_Work to be completed_
Quote the data below in full, minus the images.

(Dataset entries)
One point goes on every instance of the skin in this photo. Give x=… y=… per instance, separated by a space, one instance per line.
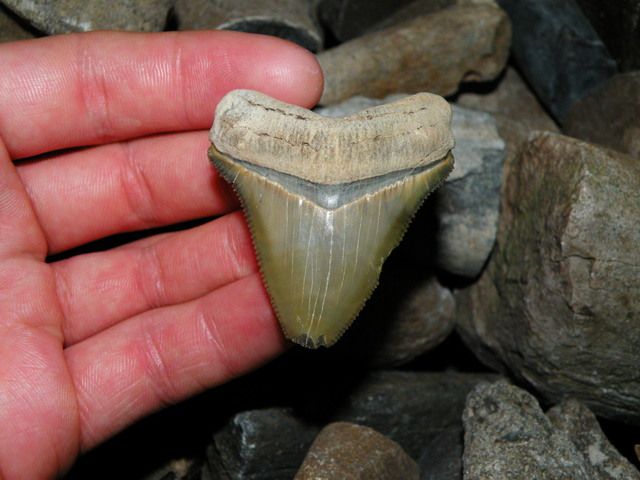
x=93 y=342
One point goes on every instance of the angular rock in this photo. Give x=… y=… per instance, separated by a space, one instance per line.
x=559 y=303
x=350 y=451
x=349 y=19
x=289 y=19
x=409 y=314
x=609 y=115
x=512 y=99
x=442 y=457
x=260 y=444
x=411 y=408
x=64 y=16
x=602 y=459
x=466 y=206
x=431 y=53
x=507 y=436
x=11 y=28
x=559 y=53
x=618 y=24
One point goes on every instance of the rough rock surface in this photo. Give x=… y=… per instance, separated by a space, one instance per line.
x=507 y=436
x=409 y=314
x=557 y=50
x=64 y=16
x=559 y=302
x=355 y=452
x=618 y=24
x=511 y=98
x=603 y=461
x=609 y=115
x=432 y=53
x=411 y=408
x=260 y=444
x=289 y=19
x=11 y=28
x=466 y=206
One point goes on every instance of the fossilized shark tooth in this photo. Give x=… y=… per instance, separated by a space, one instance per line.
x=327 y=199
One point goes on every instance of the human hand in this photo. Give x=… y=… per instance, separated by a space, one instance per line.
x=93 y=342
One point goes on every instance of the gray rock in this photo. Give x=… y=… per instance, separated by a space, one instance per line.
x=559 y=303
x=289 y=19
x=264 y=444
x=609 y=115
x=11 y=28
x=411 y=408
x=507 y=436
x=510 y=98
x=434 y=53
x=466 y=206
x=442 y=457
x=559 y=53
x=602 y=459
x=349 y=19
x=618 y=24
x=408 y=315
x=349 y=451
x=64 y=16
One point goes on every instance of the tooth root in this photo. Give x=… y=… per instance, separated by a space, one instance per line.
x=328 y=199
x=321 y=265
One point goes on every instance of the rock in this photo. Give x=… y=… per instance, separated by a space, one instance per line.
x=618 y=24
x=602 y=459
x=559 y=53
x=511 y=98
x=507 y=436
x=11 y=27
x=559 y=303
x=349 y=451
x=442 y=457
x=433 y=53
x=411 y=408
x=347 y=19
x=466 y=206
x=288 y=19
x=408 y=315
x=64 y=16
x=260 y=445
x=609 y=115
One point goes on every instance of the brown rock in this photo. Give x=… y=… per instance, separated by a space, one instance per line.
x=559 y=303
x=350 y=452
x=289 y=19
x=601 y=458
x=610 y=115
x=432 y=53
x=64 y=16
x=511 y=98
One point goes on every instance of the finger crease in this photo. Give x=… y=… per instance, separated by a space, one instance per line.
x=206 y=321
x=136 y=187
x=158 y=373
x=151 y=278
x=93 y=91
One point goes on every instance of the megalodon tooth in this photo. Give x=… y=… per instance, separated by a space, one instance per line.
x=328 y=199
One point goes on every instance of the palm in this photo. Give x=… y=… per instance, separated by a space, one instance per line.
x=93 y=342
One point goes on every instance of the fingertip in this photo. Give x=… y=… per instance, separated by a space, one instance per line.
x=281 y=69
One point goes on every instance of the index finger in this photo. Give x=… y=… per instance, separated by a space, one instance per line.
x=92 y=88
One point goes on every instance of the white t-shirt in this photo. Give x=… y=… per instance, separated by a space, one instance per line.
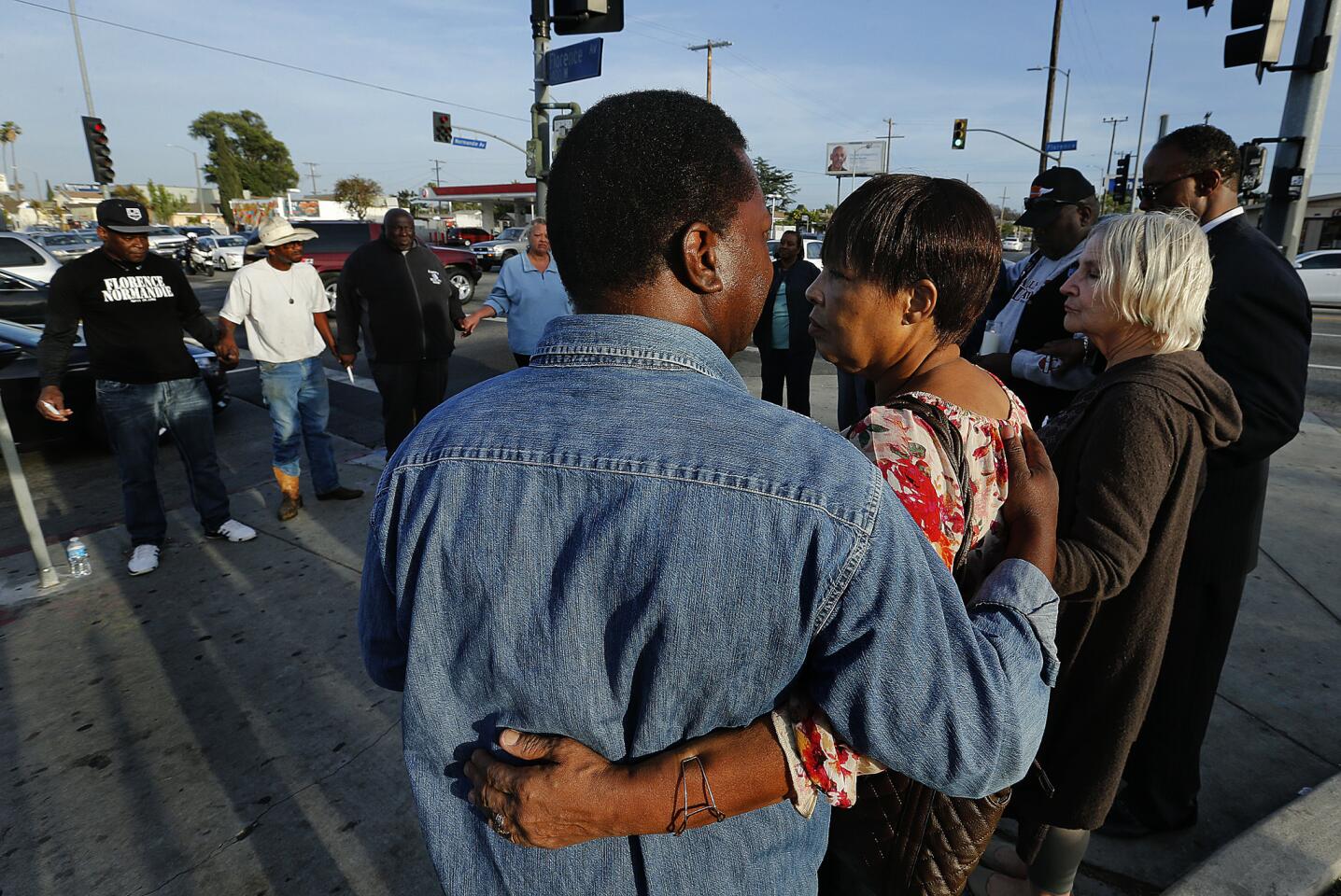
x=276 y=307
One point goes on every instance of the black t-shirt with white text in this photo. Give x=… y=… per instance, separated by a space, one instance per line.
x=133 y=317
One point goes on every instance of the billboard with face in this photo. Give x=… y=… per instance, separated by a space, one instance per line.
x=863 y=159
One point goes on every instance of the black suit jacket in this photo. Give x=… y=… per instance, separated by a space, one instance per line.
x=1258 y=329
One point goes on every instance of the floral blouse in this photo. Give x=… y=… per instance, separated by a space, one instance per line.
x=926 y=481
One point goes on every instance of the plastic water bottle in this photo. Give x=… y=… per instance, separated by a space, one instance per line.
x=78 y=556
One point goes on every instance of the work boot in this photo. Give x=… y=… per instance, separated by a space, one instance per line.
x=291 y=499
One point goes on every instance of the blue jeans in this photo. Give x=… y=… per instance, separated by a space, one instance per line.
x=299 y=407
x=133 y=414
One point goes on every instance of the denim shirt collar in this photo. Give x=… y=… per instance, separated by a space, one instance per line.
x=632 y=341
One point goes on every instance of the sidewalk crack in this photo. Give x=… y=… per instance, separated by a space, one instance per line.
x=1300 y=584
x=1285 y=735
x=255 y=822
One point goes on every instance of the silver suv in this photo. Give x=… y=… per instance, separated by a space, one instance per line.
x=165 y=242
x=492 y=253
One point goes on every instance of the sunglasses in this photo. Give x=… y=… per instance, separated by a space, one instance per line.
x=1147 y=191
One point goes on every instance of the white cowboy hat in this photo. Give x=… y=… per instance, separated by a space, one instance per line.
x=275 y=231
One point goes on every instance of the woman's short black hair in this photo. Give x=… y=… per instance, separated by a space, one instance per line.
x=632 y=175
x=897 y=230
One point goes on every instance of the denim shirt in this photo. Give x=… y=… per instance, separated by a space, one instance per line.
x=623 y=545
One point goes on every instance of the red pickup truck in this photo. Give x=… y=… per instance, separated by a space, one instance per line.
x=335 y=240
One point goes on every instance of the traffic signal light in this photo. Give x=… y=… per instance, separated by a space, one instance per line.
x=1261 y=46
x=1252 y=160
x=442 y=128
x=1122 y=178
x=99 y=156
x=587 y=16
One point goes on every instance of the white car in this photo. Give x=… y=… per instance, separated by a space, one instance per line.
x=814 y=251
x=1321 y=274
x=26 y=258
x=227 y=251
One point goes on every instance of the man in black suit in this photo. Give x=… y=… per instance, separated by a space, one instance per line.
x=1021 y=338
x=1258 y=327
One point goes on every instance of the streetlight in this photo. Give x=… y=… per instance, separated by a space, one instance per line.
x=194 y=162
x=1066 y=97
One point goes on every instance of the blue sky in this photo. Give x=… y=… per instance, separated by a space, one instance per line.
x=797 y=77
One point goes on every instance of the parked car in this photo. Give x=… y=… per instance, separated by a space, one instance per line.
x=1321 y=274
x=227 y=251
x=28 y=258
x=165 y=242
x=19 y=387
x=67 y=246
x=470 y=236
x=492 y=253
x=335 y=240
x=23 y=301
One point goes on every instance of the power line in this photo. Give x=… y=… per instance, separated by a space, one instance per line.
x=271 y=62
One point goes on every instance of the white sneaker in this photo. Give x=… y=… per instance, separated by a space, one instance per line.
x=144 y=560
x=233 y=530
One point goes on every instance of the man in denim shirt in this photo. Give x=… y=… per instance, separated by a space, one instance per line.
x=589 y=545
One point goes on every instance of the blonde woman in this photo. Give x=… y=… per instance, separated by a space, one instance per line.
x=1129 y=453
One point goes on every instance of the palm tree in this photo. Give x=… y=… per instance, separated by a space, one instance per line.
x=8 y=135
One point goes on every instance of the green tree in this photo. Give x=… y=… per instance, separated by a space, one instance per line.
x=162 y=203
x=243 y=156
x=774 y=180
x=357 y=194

_Reply_
One point goes on every instance of the skin in this photo. Give x=… y=… per instance, separated by a space, one instance per line.
x=93 y=342
One point goes on every instance of the angular rock in this photo. Give x=… y=… per instance, separated by a space, one instance per line.
x=559 y=303
x=350 y=451
x=349 y=19
x=289 y=19
x=409 y=314
x=609 y=115
x=512 y=99
x=442 y=457
x=260 y=444
x=411 y=408
x=64 y=16
x=602 y=459
x=466 y=206
x=431 y=53
x=507 y=436
x=11 y=28
x=559 y=53
x=618 y=24
One point goes on every instance of the rough rock surface in this photo. Give x=… y=… per instance, separated by a space, one instance per line.
x=507 y=436
x=409 y=314
x=557 y=50
x=64 y=16
x=559 y=302
x=355 y=452
x=618 y=24
x=511 y=98
x=603 y=461
x=609 y=115
x=432 y=53
x=411 y=408
x=260 y=444
x=289 y=19
x=11 y=28
x=466 y=206
One point goes on every instance of the fossilized shark tooth in this photo. Give x=… y=… per instance, separated by a space, one instance per line.
x=327 y=199
One point goes on every instance of the human hand in this photo. Give x=… y=… per instance, separated by a space, one instance per line.
x=93 y=342
One point goes on every instance of the gray rock in this photo. Give x=… y=… per instance, separated by a space, one instance per line.
x=559 y=303
x=289 y=19
x=264 y=444
x=609 y=115
x=11 y=28
x=411 y=408
x=507 y=436
x=510 y=98
x=434 y=53
x=466 y=206
x=442 y=457
x=559 y=53
x=602 y=459
x=349 y=19
x=618 y=24
x=408 y=315
x=349 y=451
x=64 y=16
One point goes on every instance of the tooth root in this photo. Give x=… y=… per instance, separated by a space, one instance per line.
x=328 y=199
x=321 y=265
One point goes on every instance of the rock in this photo. Give x=… y=… per instance, separated by a space, one instance per line.
x=618 y=24
x=602 y=459
x=559 y=53
x=511 y=98
x=507 y=436
x=11 y=27
x=559 y=303
x=349 y=451
x=442 y=457
x=433 y=53
x=411 y=408
x=347 y=19
x=466 y=206
x=288 y=19
x=408 y=315
x=64 y=16
x=260 y=445
x=609 y=115
One point goes on every instance of the brown rock in this photo. Give x=… y=… per instance, separated by a space, one instance per line.
x=559 y=303
x=350 y=452
x=289 y=19
x=601 y=458
x=610 y=115
x=432 y=53
x=64 y=16
x=511 y=98
One point goes on every instance of the finger crease in this photo. Give x=… y=… per instance, separated by a space, one instance per line.
x=206 y=321
x=136 y=187
x=158 y=373
x=151 y=278
x=93 y=91
One point goes on every instance of the megalodon tooth in this photo. Give x=… y=… per instance, separated by a space, one instance per line.
x=328 y=199
One point goes on every instance of the palm in this photo. Give x=… y=… per instance, separated by a space, one instance per line.
x=93 y=342
One point goes on every instance of the fingertip in this photo. Give x=… y=… per instance, separated by a space, one instance per line.
x=281 y=69
One point goes on every instance of the index finger in this photo. Give x=… y=… per instance, separated by a space, one instance per line.
x=92 y=88
One point goes on every instance of the white t-shirt in this photo. Give x=… y=… per instance, separated by a space, one instance per line.
x=276 y=307
One point goes on every instance of the black t-shirt with white text in this photo. Give x=… y=… per instance, separated by a space, one instance per line.
x=133 y=317
One point goes on every instance of the billboard with face in this photo. Give x=… y=… per instance, separated by a space, one instance per line.
x=863 y=159
One point goes on every instance of the black suit jacket in this photo. Give x=… y=… per instance, separated by a space, one instance per line.
x=1258 y=329
One point goes on every instance of the floral blouse in this photo. Give x=… y=… per instance, separated by a space, one instance per line.
x=926 y=481
One point goes on every instance of the plastic water bottle in this photo. Give x=… y=… per instance, separated by a space, one instance per line.
x=78 y=556
One point goes on every instance of the work boot in this photo. Give x=… y=… per instance, separated by a space, one instance per line.
x=291 y=499
One point goes on every instance of the blue jeans in this photo. Give x=… y=… per instance, separated by a space, one instance per line.
x=299 y=407
x=133 y=414
One point goes on every instance of the denim shirt collar in this photo. Give x=… y=… per instance, separated by a space, one instance per line.
x=632 y=341
One point goes on every instance of the sidewalk crack in this photo. Give x=… y=… per instance, separated by a space, one instance per line.
x=1300 y=584
x=1285 y=735
x=255 y=822
One point goes on every instance of the silver suv in this photo. Give x=… y=… per instance, separated by a space, one instance per line.
x=165 y=242
x=492 y=253
One point goes on every instance of the sunglasses in this photo. Give x=… y=… per instance, separated by a space, one instance per line.
x=1147 y=191
One point goes on every instance of the white cowboy hat in this photo. Give x=… y=… per instance, separated by a space, one instance per line.
x=275 y=231
One point goes on every instance of the woman's short black hair in this photo. Give x=… y=… per instance, separated by a space, one instance per line.
x=632 y=175
x=897 y=230
One point goes on every instance of the denim shirt in this photo. Give x=… y=… per instance, separated by a space, one instance per line.
x=623 y=545
One point goes on every instance of the red pickup truck in this photo. Give x=… y=… per instance, separated by a space, one instance per line.
x=335 y=240
One point goes on every instance of the traffic signal light in this photo. Give x=… y=… per instance, separated by a space, one instance per line.
x=1261 y=46
x=1252 y=160
x=442 y=128
x=1122 y=178
x=99 y=156
x=587 y=16
One point goes on every instance of the white car in this photo. Give x=… y=… per instance, separated by a space, one instance per line.
x=814 y=251
x=1321 y=274
x=26 y=258
x=227 y=251
One point goes on every instance of the man in black suit in this photo. Give x=… y=… per instance, separated by a space, one instance per line.
x=1021 y=338
x=1258 y=327
One point goes on every instance of the streetlight in this photo. Give x=… y=… per instance, separated by a space, one instance per line.
x=194 y=162
x=1066 y=97
One point goes on every instance of the blue sky in this photo. Give x=… y=… per instance, separated by a space, one instance per line.
x=797 y=77
One point goes on every instance of the parked car in this photo. Give x=… y=… per instance, separated by a space, one instance per line.
x=1321 y=274
x=227 y=251
x=28 y=258
x=165 y=242
x=19 y=387
x=67 y=246
x=470 y=236
x=492 y=253
x=335 y=240
x=23 y=301
One point goes on every instance of the power line in this photo. Give x=… y=… per instance, separated by a space, one instance per line.
x=271 y=62
One point goes on every instance of the white sneaker in this photo. Give x=… y=… per instance, separated by a space, one instance per line.
x=144 y=560
x=233 y=530
One point goes on every instance of the man in denim shirt in this photo. Give x=… y=… per instance, separated by a space, one instance per line.
x=589 y=545
One point goes on every instance of the blonde woman in this photo. Give x=… y=… per instance, separated by a space, one instance per line.
x=1129 y=453
One point goes on every instance of the palm tree in this photo. Give x=… y=… per instance, separated by a space, one instance per line.
x=8 y=135
One point goes on every instance of the green tree in this photo. Give x=… y=… per instance, separated by a space, one instance per line.
x=162 y=203
x=243 y=156
x=774 y=180
x=357 y=194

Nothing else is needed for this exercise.